**AIM:** Please turn the records starting at the line containing "[segment] overcast sky" and ending at the line containing "Mark the region of every instance of the overcast" into a numbered list, with both of those lines included and any blank lines left out.

**RECORD SET:**
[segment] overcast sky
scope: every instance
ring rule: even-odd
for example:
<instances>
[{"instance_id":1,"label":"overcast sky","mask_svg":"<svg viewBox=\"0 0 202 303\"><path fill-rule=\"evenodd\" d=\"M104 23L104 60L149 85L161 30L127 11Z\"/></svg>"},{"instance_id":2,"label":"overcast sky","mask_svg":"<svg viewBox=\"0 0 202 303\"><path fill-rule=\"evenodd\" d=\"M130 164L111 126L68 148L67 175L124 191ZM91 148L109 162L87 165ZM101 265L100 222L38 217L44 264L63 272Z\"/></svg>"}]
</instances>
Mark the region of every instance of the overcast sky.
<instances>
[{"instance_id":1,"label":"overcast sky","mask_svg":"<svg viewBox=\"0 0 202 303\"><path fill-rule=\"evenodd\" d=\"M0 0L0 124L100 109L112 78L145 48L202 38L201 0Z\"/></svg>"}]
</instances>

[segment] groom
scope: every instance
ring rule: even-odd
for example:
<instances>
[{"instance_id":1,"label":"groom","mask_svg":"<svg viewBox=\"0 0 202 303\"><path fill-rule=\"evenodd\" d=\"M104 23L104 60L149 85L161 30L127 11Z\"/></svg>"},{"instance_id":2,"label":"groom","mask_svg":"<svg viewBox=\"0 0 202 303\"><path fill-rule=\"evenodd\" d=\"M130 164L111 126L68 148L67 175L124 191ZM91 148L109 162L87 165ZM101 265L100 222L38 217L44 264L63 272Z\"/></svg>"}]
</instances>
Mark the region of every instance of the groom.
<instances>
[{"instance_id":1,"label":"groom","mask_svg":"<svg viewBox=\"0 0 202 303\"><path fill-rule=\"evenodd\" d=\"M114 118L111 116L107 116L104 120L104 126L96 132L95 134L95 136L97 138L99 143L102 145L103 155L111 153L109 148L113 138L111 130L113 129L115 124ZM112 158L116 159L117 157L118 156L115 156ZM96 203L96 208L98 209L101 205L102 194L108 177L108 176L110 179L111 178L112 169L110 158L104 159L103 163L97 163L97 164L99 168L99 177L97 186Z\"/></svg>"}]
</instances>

* * *

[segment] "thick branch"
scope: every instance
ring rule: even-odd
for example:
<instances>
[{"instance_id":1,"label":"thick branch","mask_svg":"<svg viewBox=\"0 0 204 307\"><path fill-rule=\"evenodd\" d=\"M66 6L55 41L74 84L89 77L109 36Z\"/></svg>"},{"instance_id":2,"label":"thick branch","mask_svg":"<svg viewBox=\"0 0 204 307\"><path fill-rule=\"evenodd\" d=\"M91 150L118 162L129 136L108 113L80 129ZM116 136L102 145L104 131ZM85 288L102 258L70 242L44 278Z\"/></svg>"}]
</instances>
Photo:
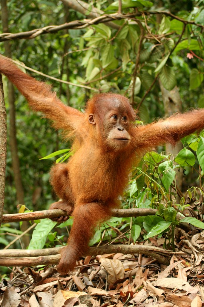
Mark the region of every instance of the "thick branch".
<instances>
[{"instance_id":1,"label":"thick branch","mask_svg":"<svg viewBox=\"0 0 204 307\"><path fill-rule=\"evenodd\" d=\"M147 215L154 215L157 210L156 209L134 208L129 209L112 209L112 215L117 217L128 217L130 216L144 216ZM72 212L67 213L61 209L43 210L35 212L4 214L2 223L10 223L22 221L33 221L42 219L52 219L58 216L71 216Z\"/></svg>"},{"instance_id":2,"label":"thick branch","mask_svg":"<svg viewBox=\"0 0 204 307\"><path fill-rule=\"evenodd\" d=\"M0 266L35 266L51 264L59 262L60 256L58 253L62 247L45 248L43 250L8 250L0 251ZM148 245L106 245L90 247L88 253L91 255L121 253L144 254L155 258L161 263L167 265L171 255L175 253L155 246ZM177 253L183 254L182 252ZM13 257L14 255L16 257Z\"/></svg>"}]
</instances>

**WRITTEN REPLY:**
1. [segment] overcast sky
2. scope: every instance
3. ring rule: even-odd
4. for example:
5. <instances>
6. [{"instance_id":1,"label":"overcast sky","mask_svg":"<svg viewBox=\"0 0 202 303\"><path fill-rule=\"evenodd\" d=\"M104 23L104 60L149 85L161 30L127 11Z\"/></svg>"},{"instance_id":2,"label":"overcast sky","mask_svg":"<svg viewBox=\"0 0 202 303\"><path fill-rule=\"evenodd\" d=\"M130 164L111 126L68 148L67 175L124 191ZM91 148L109 162L87 165ZM101 265L100 222L38 217L44 264L63 272Z\"/></svg>"}]
7. </instances>
8. Mark the region of every instance of the overcast sky.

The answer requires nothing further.